## WHAT YOU NEED TO DO
Reproduce all of the records below word for word, leaving out the pictures.

□ □ □ □ □

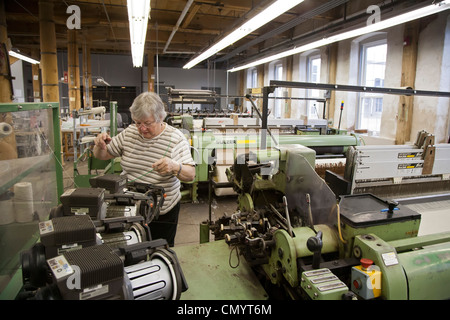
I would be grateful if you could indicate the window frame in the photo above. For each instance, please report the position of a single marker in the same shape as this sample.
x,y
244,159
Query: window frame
x,y
362,77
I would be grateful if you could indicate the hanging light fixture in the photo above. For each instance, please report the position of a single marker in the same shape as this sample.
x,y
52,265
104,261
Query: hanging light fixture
x,y
391,22
21,56
138,15
271,12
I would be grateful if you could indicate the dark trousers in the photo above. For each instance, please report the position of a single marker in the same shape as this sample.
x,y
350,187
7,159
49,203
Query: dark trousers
x,y
166,226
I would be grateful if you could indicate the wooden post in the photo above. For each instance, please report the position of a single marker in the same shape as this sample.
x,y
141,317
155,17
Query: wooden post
x,y
151,71
8,148
74,70
36,75
49,63
289,70
5,72
409,64
332,58
260,73
87,75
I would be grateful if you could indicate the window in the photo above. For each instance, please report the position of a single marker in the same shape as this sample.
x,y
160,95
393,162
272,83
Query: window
x,y
313,75
373,65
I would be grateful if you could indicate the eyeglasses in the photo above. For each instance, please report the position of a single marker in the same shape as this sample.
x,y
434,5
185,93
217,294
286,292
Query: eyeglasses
x,y
147,124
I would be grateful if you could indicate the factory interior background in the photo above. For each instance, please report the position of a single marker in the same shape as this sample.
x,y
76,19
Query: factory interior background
x,y
86,63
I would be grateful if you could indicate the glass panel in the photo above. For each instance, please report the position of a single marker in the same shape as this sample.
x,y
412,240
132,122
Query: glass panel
x,y
313,76
28,187
373,70
278,91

□ □ □ □ □

## RESPONSE FOR THIS EXERCISE
I would be grateful if you could indicate the window frame in the photo above. For each instance, please report the position of a single marker in the same shape as this sample.
x,y
244,159
Query: window frame
x,y
362,77
I would be grateful if you could indicate the hanging light fixture in the photo above. For each instance, please report the position of a single marker in the same shape as this sample.
x,y
52,265
104,261
Query: hanging light fixture
x,y
391,22
21,56
138,15
271,12
I would be grateful if you could indicate the dark trousers in the photo above. For each instance, please report the position of a single marker in the same shape as this sample.
x,y
350,187
7,159
49,203
Query: dark trousers
x,y
166,226
I would be grateful if you could indicate the wooden post in the photo above. For each instance, please report the position of a single marker in the same shape as this sample.
x,y
141,317
155,17
Query: wooden post
x,y
151,71
8,148
74,70
36,75
49,63
289,70
5,72
409,64
332,58
260,73
87,75
I would be grateful if you could indicate the window in the photo above. For each instance, please report the position of a single marker in the same shape as this sample.
x,y
160,95
393,162
272,83
Query: window
x,y
313,75
373,65
I would be grateful if you could indicate the eyeglasses in the photo above. For each instance, please report the position of a single marker in the same shape as this sample.
x,y
434,5
185,93
217,294
286,292
Query: eyeglasses
x,y
147,124
I would be grateful if you could indicate the factory interior background in the photo above. For each instance, please report the position of a single marker in the same shape as this sample.
x,y
76,19
Query: factory interior background
x,y
86,63
I would be grateful if you could indicate the glass panel in the photo above. For each instance, please report the position of a single marker in the same shape as this sample.
x,y
412,240
132,122
Query: glass panel
x,y
313,76
28,187
373,70
278,91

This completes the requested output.